● What to work on
Can you rescale the stretch from the start of these entries through the line containing "(1020, 657)", both ends included? Give every line again, requests too, with each coordinate in the answers multiplied by 1.65 and rounded to a whole number, halves rounding up.

● Stored rows
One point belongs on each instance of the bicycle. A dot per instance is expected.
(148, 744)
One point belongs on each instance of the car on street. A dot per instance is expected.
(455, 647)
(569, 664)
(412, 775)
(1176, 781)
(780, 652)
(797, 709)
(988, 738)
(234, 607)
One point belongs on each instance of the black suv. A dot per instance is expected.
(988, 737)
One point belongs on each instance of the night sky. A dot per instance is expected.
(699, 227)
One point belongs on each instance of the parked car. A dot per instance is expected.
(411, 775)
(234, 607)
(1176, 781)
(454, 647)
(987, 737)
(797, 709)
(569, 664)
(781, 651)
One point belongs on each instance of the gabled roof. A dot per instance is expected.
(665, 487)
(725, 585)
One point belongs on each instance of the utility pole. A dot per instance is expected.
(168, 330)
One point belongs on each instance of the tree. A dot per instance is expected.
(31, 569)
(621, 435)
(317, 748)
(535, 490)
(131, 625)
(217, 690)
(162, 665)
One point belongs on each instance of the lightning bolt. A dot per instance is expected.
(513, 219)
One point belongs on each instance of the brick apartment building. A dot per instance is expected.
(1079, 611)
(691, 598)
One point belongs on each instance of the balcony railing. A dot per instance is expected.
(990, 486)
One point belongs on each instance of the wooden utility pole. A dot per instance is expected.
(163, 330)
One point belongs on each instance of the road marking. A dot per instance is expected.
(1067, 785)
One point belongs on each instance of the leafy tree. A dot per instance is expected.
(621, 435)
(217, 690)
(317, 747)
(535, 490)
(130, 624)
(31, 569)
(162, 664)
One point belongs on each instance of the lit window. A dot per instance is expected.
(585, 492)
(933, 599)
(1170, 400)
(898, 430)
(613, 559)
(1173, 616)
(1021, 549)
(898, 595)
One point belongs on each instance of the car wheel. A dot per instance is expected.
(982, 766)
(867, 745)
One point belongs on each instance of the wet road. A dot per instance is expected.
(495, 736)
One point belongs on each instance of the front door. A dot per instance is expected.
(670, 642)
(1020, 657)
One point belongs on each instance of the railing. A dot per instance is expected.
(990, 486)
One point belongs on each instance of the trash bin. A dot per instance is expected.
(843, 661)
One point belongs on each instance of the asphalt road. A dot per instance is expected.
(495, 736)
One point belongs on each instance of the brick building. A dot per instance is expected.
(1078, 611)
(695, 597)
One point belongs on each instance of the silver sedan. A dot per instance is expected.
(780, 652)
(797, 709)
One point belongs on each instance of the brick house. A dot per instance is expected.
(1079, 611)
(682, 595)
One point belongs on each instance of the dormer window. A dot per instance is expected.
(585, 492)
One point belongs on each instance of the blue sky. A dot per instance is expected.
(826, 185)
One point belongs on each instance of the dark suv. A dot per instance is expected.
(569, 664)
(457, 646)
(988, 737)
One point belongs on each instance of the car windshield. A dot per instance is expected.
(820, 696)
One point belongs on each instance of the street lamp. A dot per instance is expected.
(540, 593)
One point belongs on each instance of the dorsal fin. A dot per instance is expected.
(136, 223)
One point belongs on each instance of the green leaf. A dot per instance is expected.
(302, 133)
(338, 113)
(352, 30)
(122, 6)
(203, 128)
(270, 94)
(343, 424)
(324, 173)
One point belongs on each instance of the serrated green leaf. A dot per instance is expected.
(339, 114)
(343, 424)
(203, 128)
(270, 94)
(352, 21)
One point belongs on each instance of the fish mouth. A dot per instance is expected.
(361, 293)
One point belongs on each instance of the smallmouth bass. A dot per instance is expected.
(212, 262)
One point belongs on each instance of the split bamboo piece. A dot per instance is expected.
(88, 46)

● Response to this exercise
One point belongs on each instance of the bicycle. A dot per instance is expected.
(244, 1228)
One point belongs on each instance of the car on street. A dot per instance is expected.
(751, 1068)
(939, 1096)
(680, 1279)
(1940, 1289)
(1287, 1076)
(1315, 1170)
(1630, 1218)
(386, 1002)
One point belongs on each instance of the black suv. A dot per instance is expected.
(1630, 1216)
One point belongs on each instance of the night sky. A dot per instance is expected.
(1153, 375)
One point belongs on each instance of the parked car. A dot per instance is expected.
(678, 1279)
(386, 1002)
(1940, 1289)
(749, 1068)
(1629, 1216)
(1315, 1170)
(939, 1096)
(1289, 1074)
One point belongs on each instance of the gabled roof. A dot per instance is expected.
(1097, 804)
(1196, 965)
One point belongs on each instance of the utility pole. A dot per instance is expected.
(277, 545)
One point belongs on each instance of the tree. A dot per instance is expected.
(51, 939)
(1025, 718)
(523, 1234)
(883, 809)
(216, 1031)
(358, 1139)
(267, 1097)
One point belongs on each instance of the lightning bolt. A dot per instance is expected.
(846, 361)
One point belongs on each instance of the brick apartment building. A dot per instance is expected.
(1780, 1008)
(1140, 987)
One point belongs on each instance of the balcony railing. A dot per instance is expected.
(1634, 802)
One point belongs on each instance of the wooden utility pole. A dot per instance is expected.
(269, 545)
One point belongs on each instance of the road marking. A dot per instance is expected.
(1761, 1295)
One point belongs on each instance of the leafy tree. A dot per instance is expected.
(1025, 718)
(358, 1139)
(523, 1233)
(883, 809)
(215, 1030)
(51, 939)
(267, 1096)
One point belongs on each instance of the lit window. A dot per instance is expected.
(965, 812)
(1539, 988)
(1931, 660)
(1482, 710)
(1011, 922)
(1935, 1016)
(1685, 906)
(1482, 982)
One point belongs on each instance of the car wheel. A dot per instance is expected.
(1620, 1264)
(1431, 1229)
One point belongs on each instance of the wet road. A dot per instance is expected.
(817, 1214)
One point belongs on each instance of the front door. A dot per instance is expected.
(1106, 1059)
(1683, 1084)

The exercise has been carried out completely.